Gina Messina-Dysert’s “The Evolution of Feminist Studies in Religion” astutely chronicles developments in the field and the exciting ways technology is expanding its reach. While there is much in her article that applies to feminist studies in any religion, there are notable points of departure for feminist studies in Islam. Muslim feminists are making profound strides through academia and online platforms, but we face significant challenges of our own, including those surrounding the impact of technology. As we confront these challenges, ongoing goals for all feminists should include finding greater and more meaningful [End Page 149] ways of collaboration, and honoring principles of intersectionality and inclusiveness.

**Listed records**
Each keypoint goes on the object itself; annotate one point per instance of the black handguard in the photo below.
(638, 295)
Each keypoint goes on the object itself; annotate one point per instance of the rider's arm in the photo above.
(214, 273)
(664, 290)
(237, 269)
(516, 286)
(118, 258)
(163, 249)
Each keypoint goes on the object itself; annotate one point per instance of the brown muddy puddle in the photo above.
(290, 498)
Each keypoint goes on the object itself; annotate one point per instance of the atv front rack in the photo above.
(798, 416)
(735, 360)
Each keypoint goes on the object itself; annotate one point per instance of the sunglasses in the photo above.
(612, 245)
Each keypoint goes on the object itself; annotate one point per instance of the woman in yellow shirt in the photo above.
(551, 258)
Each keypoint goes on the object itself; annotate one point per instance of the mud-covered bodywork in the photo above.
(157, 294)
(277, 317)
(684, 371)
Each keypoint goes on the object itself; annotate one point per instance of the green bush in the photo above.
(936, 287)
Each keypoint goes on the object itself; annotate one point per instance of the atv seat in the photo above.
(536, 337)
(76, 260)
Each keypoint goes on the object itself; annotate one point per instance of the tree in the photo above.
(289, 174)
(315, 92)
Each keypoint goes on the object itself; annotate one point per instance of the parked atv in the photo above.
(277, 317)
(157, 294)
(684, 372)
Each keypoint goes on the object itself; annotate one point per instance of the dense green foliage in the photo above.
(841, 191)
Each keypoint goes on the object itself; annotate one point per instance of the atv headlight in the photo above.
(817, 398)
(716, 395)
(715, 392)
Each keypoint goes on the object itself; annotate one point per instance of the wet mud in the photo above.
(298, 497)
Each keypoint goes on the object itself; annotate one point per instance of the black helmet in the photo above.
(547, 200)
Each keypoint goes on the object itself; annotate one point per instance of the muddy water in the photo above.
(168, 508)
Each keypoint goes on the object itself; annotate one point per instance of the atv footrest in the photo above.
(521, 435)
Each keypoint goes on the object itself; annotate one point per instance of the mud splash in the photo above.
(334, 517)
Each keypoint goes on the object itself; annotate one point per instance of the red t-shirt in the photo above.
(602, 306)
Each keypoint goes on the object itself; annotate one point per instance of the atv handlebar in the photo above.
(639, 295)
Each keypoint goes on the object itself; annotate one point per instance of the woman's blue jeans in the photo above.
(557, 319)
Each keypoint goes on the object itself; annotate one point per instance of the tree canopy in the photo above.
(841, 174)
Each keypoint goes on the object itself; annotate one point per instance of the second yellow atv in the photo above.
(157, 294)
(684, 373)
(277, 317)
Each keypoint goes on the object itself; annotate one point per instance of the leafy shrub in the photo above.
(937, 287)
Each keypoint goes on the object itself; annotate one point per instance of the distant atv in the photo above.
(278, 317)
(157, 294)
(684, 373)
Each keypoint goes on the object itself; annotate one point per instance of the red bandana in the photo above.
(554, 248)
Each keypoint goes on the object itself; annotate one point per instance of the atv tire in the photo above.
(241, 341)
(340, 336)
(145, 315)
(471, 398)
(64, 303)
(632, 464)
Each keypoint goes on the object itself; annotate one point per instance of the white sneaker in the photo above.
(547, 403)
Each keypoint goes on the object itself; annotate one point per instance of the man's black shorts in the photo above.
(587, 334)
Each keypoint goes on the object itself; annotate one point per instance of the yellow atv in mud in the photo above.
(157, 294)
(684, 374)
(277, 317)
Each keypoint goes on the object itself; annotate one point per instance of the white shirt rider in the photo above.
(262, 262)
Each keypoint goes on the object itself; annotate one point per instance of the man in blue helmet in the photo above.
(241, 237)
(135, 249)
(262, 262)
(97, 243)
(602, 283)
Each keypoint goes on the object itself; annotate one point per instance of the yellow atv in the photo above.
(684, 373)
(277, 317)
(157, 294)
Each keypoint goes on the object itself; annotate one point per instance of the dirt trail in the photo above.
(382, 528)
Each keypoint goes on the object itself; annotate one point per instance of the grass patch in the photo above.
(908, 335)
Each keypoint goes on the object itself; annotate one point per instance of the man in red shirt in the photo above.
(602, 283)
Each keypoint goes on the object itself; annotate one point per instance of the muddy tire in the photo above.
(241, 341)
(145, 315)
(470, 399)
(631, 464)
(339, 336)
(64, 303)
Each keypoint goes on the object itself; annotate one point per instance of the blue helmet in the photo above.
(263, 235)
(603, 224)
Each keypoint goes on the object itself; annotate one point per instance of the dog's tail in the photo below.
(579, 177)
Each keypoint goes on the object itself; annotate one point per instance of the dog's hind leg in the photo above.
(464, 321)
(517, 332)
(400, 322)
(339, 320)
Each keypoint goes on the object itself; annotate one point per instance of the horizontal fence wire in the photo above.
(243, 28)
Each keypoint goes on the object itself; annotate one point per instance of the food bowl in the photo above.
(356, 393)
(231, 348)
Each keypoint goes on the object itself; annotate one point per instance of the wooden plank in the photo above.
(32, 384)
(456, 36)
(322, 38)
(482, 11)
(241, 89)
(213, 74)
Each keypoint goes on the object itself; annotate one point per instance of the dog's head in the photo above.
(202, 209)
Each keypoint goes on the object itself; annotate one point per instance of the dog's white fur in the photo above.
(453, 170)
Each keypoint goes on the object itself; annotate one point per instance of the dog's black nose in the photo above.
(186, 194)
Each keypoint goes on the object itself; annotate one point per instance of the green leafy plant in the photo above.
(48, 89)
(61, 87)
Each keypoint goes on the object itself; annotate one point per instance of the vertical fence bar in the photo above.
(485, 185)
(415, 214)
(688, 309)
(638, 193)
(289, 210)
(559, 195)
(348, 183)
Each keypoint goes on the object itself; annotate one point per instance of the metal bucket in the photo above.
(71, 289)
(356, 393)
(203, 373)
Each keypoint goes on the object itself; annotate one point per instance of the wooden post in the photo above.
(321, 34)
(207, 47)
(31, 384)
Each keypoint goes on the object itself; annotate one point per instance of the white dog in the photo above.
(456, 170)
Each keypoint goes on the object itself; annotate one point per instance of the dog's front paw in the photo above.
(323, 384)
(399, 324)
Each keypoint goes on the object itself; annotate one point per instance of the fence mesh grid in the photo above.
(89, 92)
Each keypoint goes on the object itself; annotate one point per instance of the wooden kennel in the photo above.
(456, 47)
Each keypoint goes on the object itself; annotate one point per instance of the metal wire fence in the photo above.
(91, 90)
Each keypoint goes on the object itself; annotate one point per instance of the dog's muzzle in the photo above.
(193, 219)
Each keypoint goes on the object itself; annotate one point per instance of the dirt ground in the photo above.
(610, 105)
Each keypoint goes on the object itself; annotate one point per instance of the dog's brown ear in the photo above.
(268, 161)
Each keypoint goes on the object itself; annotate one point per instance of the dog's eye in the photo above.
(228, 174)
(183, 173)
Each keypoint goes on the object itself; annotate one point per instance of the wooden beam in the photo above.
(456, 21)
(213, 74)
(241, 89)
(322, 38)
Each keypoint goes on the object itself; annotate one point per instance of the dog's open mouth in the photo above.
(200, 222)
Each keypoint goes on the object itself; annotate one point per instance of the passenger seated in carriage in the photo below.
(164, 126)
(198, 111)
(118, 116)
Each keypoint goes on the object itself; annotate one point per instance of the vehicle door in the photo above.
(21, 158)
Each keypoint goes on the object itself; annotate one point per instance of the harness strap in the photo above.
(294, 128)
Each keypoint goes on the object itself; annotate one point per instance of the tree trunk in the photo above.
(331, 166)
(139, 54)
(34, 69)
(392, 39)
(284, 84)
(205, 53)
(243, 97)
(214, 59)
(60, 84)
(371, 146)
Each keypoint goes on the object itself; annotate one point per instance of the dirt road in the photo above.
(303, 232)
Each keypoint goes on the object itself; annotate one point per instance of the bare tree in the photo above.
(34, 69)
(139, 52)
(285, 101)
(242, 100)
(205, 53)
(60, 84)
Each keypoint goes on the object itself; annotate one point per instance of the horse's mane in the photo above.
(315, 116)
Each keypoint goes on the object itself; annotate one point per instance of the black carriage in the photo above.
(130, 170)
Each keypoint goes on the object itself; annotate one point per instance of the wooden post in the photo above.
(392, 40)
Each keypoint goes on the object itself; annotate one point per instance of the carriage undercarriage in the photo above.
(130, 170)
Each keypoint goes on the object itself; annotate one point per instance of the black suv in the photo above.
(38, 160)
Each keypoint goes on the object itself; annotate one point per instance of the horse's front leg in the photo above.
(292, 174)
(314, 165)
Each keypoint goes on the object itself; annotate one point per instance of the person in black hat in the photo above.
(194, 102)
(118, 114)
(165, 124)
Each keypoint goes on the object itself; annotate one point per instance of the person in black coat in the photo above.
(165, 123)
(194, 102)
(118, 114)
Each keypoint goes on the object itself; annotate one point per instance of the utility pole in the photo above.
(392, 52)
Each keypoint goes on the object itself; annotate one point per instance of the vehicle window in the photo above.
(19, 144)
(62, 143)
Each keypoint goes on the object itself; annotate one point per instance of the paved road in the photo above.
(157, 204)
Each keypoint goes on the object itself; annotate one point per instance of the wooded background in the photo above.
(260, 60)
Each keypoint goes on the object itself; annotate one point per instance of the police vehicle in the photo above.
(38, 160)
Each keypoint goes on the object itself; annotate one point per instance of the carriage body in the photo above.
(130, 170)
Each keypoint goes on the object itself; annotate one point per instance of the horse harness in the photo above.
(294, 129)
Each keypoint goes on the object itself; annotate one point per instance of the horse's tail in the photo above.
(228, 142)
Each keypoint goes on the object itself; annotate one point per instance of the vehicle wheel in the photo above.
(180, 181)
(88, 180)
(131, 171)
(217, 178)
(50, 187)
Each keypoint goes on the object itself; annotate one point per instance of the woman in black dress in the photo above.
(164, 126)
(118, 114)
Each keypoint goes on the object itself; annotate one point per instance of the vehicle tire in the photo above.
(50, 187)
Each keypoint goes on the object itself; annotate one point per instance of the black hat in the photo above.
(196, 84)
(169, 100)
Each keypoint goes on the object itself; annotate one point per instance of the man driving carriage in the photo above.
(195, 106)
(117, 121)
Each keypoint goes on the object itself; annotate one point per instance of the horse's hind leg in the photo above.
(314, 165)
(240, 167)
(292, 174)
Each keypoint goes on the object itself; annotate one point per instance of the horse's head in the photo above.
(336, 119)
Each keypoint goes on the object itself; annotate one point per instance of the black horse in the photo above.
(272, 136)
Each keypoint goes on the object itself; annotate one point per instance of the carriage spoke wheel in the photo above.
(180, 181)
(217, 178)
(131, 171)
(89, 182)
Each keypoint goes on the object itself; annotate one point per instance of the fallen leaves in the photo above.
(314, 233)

**Exercise instructions**
(1) Which two principles does the passage on feminist studies in Islam say all feminists should honor?
(2) Decide whether each statement agrees with the passage on feminist studies in Islam, answering yes or no and quoting the words that decide it. (a) Muslim feminists are making strides only through academia. (b) Messina-Dysert's article chronicles developments in the field. (c) Muslim feminists face no challenges tied to technology.
(3) Pick up the passage on feminist studies in Islam after its final sentence and continue writing it.
The records have no connection to the passage on feminist studies in Islam.

**Answers per task**
(1) Intersectionality and inclusiveness.

(2)
(a) No: "Muslim feminists are making profound strides through academia and online platforms"
(b) Yes: "astutely chronicles developments in the field"
(c) No: "we face significant challenges of our own, including those surrounding the impact of technology"

(3)
The extent of Muslim women’s exclusion from both religious and feminist spheres is profound. Muslim apologists emphasize the rights given to women in the Qur’an, but Muslim religious spaces, interpretive tradition, and jurisprudence have been decidedly the province of men. The dominant exegeses have all been produced by men, such that “men and men’s experience were included and women and women’s experiences were either excluded or interpreted through the male vision, perspective, desire or needs of women.”1 Prescribed prayers are led almost exclusively by male imams. When Amina Wadud became the first woman to lead a mixed-gender Muslim prayer in the United States, the organizers couldn’t find a single mosque willing to hold the event and faced threats of violence.2 The vast majority of prayer halls are gender separated, and both mosque and religious organizational boards remain largely male. Female Muslim speakers at religious conferences are so rare that lists of women scholars and speakers frequently circulate on Twitter, with pleas for inclusion. Women’s voices, especially Muslim feminist voices, in traditional Muslim spaces have been anything but amplified.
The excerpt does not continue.